Wijziging regels hypotheekrenteaftrek in 2013
Tot 2013 maakt het voor het recht op de hypotheekrenteaftrek niet uit of je tijdens de looptijd afloste op je hypotheek of niet. Maar in de nasleep van de kredietcrisis van 2008, wilde de overheid strengere regels instellen om te voorkomen dat huiseigenaren met hoge restschulden zouden komen te zitten.
Sinds 2013 is het recht op de hypotheekrenteaftrek voor nieuwe hypotheekleningen gekoppeld aan de plicht om direct te beginnen met aflossen tijdens de looptijd van de hypotheek. Hierdoor kiezen veel huiseigenaren sindsdien voor annuïtaire hypotheken, waarbij de maandlast bestaat uit een combinatie van betaalde rente en een stukje aflossing.
Bij annuïtaire hypotheken is het wel zo dat de netto maandlasten in de loop van de tijd iets oplopen. Dit komt doordat het aandeel van de betaalde rente in de bruto maandlast in de loop van de tijd kleiner wordt, vergeleken met het aflossingsdeel. Ofwel: er komt minder aftrekbare rente beschikbaar, waardoor het voordeel van de hypotheekrenteaftrek in de loop van de tijd kleiner wordt. En dat zorgt voor hogere netto maandlasten.

○ ○ ○

• UIT TE VOEREN TAKEN
1. Beantwoord deze vragen over de tekst over de hypotheekrenteaftrek:
(a) In de nasleep van welke crisis wilde de overheid strengere regels instellen?
(b) Waaraan is sinds 2013 het recht op hypotheekrenteaftrek voor nieuwe hypotheekleningen gekoppeld?
(c) Waaruit bestaat bij een annuïtaire hypotheek de maandlast?
2. Schrijf de tekst over de hypotheekrenteaftrek verder vanaf de laatste zin.

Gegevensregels

○ ○ ○

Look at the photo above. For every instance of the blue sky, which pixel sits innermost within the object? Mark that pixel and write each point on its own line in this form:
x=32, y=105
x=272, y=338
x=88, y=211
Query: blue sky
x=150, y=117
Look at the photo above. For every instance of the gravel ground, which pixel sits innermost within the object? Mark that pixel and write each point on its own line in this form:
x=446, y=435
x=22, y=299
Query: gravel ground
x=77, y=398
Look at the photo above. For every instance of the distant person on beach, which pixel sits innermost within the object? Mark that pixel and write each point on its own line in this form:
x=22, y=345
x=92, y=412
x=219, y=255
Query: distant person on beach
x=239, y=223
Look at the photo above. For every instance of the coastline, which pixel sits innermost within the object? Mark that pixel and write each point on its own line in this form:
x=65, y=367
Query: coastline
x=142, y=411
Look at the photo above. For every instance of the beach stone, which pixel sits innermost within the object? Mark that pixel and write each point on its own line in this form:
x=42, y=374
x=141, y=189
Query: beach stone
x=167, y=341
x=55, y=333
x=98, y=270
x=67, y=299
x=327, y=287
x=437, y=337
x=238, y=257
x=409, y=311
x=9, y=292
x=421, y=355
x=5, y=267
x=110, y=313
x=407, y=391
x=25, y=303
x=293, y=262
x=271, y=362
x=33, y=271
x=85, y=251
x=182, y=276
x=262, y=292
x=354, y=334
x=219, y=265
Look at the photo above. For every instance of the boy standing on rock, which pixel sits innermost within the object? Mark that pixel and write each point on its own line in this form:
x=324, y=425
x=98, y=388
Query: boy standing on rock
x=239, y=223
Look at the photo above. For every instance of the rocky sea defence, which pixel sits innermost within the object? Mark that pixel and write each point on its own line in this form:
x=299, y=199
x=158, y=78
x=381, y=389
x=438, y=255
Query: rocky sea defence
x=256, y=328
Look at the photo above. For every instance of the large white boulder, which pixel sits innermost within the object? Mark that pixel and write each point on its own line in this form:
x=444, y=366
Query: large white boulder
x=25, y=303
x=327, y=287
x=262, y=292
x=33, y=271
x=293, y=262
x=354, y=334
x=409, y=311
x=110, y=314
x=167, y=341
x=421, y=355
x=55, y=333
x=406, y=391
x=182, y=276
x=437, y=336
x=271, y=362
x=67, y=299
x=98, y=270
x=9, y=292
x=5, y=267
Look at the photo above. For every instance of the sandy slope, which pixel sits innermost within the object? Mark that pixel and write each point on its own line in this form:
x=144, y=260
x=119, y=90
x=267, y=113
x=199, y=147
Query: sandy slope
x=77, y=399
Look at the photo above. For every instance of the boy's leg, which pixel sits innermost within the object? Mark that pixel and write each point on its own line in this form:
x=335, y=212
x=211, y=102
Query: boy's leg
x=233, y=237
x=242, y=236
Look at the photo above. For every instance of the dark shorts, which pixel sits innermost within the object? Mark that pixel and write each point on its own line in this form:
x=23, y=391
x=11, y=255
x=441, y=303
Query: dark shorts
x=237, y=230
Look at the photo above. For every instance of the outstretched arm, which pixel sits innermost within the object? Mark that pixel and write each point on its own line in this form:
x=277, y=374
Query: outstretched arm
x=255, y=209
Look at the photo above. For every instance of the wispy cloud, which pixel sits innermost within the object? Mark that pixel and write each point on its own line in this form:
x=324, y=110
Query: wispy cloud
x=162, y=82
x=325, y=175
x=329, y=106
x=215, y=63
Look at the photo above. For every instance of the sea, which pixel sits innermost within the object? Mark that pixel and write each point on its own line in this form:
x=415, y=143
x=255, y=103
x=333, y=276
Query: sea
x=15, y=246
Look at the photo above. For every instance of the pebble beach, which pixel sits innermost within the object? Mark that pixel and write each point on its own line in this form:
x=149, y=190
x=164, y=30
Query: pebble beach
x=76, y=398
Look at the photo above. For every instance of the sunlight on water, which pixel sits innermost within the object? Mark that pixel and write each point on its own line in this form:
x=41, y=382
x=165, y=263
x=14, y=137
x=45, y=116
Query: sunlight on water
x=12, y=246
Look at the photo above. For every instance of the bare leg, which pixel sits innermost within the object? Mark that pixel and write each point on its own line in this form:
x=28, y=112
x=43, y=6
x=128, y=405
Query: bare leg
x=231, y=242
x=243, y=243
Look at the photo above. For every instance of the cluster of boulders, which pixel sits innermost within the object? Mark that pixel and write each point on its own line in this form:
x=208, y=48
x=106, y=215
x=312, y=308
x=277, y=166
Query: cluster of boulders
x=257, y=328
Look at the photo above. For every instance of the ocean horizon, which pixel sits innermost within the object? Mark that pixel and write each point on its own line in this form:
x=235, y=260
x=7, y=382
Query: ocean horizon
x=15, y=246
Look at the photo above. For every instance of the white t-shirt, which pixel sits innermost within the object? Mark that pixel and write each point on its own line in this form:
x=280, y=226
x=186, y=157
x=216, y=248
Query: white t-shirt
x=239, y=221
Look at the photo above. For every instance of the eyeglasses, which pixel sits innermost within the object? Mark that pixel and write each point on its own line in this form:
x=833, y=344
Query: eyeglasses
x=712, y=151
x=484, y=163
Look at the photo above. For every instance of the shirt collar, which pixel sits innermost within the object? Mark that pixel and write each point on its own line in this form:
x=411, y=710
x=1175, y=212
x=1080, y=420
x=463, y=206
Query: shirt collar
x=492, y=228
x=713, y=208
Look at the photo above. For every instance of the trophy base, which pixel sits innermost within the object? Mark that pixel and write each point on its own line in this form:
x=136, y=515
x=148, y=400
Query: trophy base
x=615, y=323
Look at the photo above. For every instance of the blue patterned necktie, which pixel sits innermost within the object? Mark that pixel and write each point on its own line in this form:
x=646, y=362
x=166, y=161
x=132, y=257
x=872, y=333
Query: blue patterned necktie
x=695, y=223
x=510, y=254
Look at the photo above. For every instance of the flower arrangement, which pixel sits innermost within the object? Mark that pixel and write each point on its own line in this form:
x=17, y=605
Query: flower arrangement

○ ○ ○

• ANTWOORDEN PER TAAK
1.
(a) De kredietcrisis van 2008.
(b) Aan de plicht om direct te beginnen met aflossen tijdens de looptijd van de hypotheek.
(c) Uit een combinatie van betaalde rente en een stukje aflossing.

2.
Doorstromers met hypotheek van vóór 2013 hebben meer keuze
Voor mensen die al vóór 2013 een hypotheek hadden is er een overgangsregeling bedacht. Zij mogen als ze een duurder huis kopen tot 50 procent van hun nieuwe woningwaarde een aflossingsvrije hypotheek afsluiten, als ze daarvoor voldoende oude rechten hebben. Zij zitten dus niet helemaal vast aan de annuïtaire aflossing, alleen voor een gedeelte van de hogere hypotheek.
Gevolg is dat huiseigenaren die een groot deel van hun hypotheek aflossingsvrij houden, optimaal kunnen profiteren van een lagere hypotheekrente. Dat kan ertoe leiden dat ze bij verhuizen naar een duurder huis uiteindelijk lagere maandlasten.
Het vergelijken van netto woonlasten van verschillende hypotheken waarbij je bij de ene hypotheek wel tijdens de looptijd aflost en bij de andere niet, is een beetje appels en peren vergelijken. Daar is de Hypotheekshop helder over.
Wel is het zo dat mensen met een oude hypotheek meer keuzevrijheid hebben. Als zij op een groot deel van de hypotheek (nog) niet willen aflossen hebben ze per maand minder geld nodig. Huiseigenaren met hypotheken van 2013 of daarna moeten voor het recht op hypotheekrenteaftrek meteen aflossen en dat zorgt voor een hele andere dynamiek, als ze verhuizen.
De Hypotheekshop illustreert de kloof tussen de twee soorten huiseigenaren aan de hand van een aantal voorbeelden. Die zijn samengevat in de tabel hieronder.
(klik op tabel voor uitvergroting)
De eerste twee voorbeelden gaan over huiseigenaren die in 2008 een woning kochten en in 2019 verhuisden. Zij vallen dus onder het oude regime. In de voorbeelden uit Gouda en Tilburg kun je zien dat in beide gevallen de woning uit 2008 voor een hogere prijs werd verkocht én dat de verhuizing naar een duurdere woning gepaard ging met een hogere hypotheek. Maar door de daling van de hypotheekrente is in beide gevallen toch sprake van lagere netto maandlasten.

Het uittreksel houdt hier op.